● **Excerpted text**
###
Concurrent execution

    import com.roboxue.niffler.{Logic, Token}
    import com.roboxue.niffler.syntax.Constant
    // these lines help self-doc
    val tA = Token[Int]("this will print 'A' and return 1")
    val tB = Token[Int]("this will print 'B' and return 2")
    val tC = Token[Int]("this will print 'C 1+2' and return 3")
    // these lines assemble the logics
    val logic = Logic(Seq(
      tA := Constant({ Thread.sleep(1); print("A"); 1 }),
      tB := Constant({ Thread.sleep(1); print("B"); 2 }),
      tC := Requires(tA, tB) {
        (resultOfA: Int, resultOfB: Int) =>
          println(s"C: $resultOfA + $resultOfB")
          resultOfA + resultOfB
      }
    ))
    // these lines trigger the execution
    // you'll see 'ABC 1+2' on screen or 'BAC 1+2' randomly
    for (_ <- Range(0, 100)) {
      assert(logic.syncRun(tC).result == 3)
    }
Example 2

Saving doc strings

Niffler doesn't try to replace well designed scaladoc. By outputing DAG graph automatically, it aims to improve the documentation quality by reducing the "degree of freedom" for the docs. In the example below, because every Token being refereneced when writing niffler DataFlowOperation has been documented upon creation, we 'DRY'ed up two redudant doc strings.
###
● **Challenge 1**
Report each line of the rows below that contains the word "telephone".
###
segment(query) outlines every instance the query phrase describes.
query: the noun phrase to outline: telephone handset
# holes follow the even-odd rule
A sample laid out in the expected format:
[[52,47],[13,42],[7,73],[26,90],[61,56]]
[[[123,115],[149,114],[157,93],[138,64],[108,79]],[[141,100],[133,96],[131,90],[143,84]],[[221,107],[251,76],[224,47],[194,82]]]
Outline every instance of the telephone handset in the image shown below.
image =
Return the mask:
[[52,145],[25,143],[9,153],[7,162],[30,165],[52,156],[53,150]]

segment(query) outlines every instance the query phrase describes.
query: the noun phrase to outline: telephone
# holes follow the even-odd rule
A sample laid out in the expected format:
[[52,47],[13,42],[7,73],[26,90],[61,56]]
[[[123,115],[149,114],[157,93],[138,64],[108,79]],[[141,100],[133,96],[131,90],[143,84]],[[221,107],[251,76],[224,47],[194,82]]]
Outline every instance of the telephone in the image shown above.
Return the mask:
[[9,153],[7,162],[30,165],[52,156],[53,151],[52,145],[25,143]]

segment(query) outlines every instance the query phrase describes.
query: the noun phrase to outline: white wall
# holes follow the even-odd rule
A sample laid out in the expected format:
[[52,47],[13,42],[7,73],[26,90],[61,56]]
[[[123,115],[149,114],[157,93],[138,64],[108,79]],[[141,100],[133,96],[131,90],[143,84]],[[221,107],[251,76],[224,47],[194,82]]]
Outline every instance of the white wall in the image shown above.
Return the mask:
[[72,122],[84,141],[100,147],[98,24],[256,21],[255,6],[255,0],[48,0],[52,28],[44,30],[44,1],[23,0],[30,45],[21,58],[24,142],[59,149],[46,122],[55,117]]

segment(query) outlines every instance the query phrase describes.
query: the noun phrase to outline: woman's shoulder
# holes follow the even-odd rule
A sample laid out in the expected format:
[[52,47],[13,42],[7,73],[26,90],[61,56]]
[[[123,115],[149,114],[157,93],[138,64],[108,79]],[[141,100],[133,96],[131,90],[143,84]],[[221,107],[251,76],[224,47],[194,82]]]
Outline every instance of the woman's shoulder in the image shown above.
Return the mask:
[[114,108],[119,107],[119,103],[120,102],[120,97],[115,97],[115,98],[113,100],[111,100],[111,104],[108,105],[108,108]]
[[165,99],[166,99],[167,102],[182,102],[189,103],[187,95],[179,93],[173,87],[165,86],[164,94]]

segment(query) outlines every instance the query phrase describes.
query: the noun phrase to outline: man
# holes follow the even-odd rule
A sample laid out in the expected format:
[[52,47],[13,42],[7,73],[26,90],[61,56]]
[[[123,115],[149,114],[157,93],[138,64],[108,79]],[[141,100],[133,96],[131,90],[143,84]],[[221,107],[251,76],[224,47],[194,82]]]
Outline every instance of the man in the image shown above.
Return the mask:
###
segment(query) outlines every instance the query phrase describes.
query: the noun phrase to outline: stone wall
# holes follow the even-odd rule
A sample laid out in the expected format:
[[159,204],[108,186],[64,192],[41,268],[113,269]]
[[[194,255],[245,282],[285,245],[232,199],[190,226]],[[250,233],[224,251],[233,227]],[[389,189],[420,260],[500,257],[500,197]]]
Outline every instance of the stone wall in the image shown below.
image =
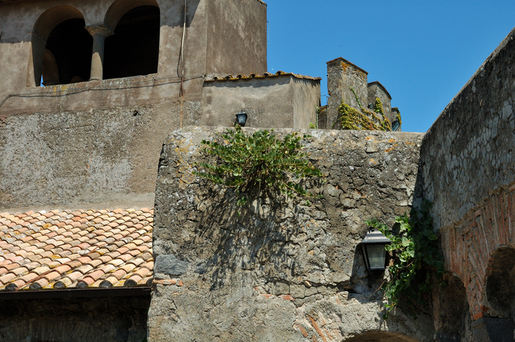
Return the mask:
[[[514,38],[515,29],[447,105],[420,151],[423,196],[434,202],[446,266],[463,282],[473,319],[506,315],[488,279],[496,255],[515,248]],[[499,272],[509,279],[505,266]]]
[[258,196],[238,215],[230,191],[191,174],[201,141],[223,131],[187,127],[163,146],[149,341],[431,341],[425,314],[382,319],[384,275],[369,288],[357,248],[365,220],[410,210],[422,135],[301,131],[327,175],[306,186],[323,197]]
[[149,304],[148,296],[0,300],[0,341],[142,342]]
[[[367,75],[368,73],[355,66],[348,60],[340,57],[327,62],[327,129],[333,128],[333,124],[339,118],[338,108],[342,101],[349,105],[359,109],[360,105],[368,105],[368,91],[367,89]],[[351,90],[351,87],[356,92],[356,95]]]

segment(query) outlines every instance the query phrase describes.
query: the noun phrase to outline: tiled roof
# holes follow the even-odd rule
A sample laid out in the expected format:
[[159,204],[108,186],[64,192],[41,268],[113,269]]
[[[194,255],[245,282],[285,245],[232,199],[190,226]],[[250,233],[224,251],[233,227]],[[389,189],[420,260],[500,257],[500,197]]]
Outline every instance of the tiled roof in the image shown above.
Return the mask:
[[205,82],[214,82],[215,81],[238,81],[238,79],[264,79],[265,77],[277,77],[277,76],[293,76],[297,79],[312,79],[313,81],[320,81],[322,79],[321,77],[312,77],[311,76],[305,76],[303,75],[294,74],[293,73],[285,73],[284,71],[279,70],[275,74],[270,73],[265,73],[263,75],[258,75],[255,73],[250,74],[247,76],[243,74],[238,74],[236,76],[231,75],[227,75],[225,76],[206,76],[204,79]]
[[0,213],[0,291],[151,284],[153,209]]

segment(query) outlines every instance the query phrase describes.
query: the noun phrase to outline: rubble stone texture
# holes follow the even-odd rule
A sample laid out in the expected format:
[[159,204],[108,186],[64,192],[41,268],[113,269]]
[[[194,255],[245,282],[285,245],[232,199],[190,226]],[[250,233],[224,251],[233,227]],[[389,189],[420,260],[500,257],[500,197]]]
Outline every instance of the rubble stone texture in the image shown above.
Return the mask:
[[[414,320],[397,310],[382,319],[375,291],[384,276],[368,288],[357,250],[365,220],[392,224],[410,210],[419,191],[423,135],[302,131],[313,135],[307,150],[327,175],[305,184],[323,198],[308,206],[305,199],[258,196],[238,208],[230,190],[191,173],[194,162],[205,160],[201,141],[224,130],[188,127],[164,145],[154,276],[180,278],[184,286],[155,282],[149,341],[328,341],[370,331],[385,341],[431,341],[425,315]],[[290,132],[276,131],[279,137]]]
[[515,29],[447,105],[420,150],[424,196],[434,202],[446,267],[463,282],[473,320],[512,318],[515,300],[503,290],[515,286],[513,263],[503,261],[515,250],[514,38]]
###
● **Challenge 2**
List every comment (each line beginning with //) in the Niffler code excerpt above.

● **Task response 1**
query: the noun phrase to outline: telephone handset
Outline every instance of the telephone handset in the image shown below.
query: the noun phrase to outline: telephone
Outline every instance of the telephone in the image shown above.

● **Task response 2**
- these lines help self-doc
- these lines assemble the logics
- these lines trigger the execution
- you'll see 'ABC 1+2' on screen or 'BAC 1+2' randomly